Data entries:
>> BEGIN

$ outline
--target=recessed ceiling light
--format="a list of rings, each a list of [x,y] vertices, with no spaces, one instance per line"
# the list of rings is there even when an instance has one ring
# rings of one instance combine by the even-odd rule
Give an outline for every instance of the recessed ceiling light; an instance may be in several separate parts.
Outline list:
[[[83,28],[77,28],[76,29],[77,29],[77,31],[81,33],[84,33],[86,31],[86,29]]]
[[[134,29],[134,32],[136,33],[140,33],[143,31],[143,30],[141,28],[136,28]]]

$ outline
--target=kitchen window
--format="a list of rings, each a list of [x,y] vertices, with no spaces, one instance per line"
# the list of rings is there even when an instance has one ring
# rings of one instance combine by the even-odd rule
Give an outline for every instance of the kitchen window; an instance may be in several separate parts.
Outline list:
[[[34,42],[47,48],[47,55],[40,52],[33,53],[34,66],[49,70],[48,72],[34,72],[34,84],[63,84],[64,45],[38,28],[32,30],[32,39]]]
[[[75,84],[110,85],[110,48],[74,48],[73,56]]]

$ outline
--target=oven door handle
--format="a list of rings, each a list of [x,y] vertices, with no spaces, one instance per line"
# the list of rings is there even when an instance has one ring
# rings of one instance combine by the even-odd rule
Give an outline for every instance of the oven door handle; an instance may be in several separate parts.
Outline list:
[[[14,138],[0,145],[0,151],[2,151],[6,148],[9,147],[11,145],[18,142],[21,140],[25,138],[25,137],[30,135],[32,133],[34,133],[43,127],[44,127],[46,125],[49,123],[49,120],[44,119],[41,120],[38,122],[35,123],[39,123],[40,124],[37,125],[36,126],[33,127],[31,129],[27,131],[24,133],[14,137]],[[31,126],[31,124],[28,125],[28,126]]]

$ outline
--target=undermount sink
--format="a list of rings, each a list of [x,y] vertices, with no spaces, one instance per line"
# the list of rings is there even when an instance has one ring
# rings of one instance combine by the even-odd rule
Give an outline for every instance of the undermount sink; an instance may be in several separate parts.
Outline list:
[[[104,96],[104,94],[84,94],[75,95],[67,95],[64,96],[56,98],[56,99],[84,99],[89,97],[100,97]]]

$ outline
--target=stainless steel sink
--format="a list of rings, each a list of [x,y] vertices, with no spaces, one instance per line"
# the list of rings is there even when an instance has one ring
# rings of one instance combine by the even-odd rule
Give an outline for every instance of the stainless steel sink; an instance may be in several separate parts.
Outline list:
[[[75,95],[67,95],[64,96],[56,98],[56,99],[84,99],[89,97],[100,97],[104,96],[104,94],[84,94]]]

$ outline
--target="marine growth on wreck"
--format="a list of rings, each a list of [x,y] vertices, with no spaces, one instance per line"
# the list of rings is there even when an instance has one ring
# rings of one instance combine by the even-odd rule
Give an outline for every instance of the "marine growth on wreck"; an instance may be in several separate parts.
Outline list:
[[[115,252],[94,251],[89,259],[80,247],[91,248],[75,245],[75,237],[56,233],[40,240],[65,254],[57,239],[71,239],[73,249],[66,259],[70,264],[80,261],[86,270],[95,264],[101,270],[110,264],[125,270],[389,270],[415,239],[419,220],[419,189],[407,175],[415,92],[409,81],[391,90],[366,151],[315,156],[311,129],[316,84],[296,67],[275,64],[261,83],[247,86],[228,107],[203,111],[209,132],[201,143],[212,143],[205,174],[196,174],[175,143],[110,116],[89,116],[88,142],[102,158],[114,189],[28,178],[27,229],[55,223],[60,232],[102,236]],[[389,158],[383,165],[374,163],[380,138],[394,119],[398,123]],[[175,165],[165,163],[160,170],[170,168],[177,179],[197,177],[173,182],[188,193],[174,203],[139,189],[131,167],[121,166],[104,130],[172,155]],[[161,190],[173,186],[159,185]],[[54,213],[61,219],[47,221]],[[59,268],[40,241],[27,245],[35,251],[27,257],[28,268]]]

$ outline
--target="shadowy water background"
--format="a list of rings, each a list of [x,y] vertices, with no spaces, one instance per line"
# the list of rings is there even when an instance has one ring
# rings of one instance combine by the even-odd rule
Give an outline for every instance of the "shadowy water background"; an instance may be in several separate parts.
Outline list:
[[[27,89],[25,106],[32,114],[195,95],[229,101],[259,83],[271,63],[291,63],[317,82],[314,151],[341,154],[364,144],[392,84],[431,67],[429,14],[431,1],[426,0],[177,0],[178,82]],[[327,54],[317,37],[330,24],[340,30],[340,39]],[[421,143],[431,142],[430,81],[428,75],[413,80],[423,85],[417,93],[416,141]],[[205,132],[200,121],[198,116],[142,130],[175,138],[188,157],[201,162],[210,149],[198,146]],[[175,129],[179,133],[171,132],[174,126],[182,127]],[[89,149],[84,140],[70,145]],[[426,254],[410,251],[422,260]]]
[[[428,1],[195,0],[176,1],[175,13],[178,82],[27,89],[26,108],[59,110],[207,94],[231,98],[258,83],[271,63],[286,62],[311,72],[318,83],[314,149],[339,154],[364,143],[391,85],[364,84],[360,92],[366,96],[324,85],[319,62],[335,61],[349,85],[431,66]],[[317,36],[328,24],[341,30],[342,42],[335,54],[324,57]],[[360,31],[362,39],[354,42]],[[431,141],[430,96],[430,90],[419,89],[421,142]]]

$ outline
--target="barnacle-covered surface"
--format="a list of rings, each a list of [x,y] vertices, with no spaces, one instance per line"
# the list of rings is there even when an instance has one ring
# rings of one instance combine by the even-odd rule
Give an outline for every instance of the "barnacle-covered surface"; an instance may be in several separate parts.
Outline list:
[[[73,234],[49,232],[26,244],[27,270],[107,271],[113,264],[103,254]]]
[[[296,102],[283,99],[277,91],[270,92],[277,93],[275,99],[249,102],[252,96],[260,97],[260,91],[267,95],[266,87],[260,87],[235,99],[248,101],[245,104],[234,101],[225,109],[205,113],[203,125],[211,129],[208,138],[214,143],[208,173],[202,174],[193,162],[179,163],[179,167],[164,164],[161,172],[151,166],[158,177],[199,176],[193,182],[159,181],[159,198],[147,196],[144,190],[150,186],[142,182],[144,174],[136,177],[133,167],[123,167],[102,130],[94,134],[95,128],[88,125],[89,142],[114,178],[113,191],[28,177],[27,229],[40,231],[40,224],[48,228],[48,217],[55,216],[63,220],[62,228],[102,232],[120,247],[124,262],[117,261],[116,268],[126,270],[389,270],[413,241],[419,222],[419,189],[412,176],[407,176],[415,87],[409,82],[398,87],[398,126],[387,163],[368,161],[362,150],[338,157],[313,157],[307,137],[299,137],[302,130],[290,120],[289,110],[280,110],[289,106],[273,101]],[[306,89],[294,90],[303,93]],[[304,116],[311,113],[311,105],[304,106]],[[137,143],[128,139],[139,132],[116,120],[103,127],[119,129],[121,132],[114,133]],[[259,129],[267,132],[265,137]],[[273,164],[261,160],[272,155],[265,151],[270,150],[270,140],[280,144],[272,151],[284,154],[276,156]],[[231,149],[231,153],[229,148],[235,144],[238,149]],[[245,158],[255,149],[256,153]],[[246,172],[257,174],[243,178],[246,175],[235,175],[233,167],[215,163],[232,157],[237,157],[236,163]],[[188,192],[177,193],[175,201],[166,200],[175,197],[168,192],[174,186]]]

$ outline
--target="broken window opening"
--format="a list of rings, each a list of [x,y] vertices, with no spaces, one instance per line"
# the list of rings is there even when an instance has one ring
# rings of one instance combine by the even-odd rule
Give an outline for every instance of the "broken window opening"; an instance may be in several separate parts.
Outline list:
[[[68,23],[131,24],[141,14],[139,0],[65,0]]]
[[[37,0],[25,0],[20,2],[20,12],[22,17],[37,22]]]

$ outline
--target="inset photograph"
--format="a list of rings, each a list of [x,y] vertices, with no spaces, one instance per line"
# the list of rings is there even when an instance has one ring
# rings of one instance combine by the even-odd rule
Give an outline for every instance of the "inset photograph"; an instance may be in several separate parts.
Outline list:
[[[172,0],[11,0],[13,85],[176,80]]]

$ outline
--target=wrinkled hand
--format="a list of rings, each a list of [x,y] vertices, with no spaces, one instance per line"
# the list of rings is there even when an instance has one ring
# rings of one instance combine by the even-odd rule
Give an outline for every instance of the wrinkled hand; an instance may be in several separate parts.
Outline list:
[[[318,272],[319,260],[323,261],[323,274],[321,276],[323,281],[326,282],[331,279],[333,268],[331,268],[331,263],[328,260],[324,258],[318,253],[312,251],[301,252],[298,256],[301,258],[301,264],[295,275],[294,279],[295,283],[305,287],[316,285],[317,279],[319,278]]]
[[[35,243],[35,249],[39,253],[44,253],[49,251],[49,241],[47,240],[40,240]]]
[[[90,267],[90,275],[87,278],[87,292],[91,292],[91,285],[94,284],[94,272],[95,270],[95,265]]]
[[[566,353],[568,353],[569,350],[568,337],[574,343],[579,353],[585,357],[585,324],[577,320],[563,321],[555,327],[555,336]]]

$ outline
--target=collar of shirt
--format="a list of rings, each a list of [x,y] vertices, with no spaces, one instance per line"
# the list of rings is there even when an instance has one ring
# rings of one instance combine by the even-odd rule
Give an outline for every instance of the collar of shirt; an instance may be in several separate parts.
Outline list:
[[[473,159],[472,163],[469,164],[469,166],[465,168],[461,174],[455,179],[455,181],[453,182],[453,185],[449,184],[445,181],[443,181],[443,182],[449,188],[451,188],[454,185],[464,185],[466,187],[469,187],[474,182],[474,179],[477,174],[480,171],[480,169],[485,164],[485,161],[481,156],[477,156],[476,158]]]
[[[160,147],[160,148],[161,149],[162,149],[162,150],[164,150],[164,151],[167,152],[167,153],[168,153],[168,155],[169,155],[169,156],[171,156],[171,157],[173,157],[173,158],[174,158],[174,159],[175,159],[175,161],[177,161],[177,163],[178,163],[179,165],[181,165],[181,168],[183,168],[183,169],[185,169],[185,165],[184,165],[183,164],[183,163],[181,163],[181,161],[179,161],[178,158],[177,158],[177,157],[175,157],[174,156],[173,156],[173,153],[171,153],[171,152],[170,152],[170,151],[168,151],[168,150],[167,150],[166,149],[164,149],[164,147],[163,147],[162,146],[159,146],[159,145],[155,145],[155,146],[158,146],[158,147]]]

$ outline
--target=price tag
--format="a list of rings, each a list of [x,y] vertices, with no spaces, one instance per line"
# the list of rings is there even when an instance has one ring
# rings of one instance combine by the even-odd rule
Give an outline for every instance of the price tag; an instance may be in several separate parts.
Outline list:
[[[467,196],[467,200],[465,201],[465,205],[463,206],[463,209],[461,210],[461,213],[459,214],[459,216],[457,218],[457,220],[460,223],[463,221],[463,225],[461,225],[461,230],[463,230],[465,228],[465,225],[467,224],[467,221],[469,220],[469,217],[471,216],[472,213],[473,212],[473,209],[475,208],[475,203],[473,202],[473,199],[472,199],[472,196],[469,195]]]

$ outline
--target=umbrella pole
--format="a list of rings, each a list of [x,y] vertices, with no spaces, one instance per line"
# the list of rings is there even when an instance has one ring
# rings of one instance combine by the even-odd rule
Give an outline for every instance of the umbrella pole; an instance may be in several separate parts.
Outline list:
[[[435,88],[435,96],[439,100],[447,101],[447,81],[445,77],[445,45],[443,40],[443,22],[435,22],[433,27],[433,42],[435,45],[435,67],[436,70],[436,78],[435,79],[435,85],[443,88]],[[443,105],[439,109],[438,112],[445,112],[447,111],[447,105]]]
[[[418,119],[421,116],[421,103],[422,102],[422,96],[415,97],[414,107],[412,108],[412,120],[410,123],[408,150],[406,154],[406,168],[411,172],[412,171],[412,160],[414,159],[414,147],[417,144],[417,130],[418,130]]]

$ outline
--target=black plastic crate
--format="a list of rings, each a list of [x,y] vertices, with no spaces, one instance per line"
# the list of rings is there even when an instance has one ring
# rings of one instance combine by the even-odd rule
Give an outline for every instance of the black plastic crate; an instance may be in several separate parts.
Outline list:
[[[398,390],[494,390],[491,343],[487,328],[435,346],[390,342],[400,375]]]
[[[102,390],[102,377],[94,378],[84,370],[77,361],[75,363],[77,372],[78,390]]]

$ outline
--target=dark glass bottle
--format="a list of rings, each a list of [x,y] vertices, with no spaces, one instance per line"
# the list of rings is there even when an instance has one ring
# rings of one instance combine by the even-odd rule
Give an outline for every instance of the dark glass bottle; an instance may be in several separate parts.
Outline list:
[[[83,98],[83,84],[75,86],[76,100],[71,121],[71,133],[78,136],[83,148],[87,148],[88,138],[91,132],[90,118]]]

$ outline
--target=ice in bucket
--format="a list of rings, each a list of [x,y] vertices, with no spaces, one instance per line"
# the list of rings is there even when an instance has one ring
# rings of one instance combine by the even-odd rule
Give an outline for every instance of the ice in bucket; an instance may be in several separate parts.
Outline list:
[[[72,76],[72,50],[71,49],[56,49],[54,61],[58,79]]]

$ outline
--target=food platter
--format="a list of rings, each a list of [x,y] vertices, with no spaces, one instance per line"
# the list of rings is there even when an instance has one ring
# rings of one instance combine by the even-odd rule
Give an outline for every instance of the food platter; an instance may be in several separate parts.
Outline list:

>> END

> [YOUR INSTRUCTIONS]: List every line of the data entries above that contains the string "sink", treating case as significant.

> [RESPONSE BELOW]:
--target=undermount sink
Give an outline for every instance of the undermount sink; an instance may be in several separate parts.
--target=stainless steel sink
Give an outline for every instance of the stainless steel sink; an instance may be in several separate parts.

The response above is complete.